▶ **Work item**: Restate the entries below exactly, and keep all images out of the answer.

[Dataset entries]
*** Begin section ***

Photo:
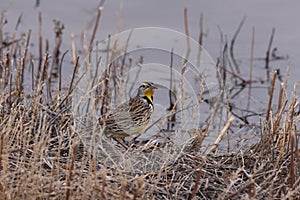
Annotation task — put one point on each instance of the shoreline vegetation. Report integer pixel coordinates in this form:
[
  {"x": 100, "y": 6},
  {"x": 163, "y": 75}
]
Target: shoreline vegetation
[{"x": 42, "y": 157}]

*** End section ***

▶ **Answer area**:
Photo:
Annotation task — put one point on each instance of the shoreline vegetation. Report integer pixel coordinates in this form:
[
  {"x": 100, "y": 6},
  {"x": 163, "y": 75}
]
Target: shoreline vegetation
[{"x": 42, "y": 157}]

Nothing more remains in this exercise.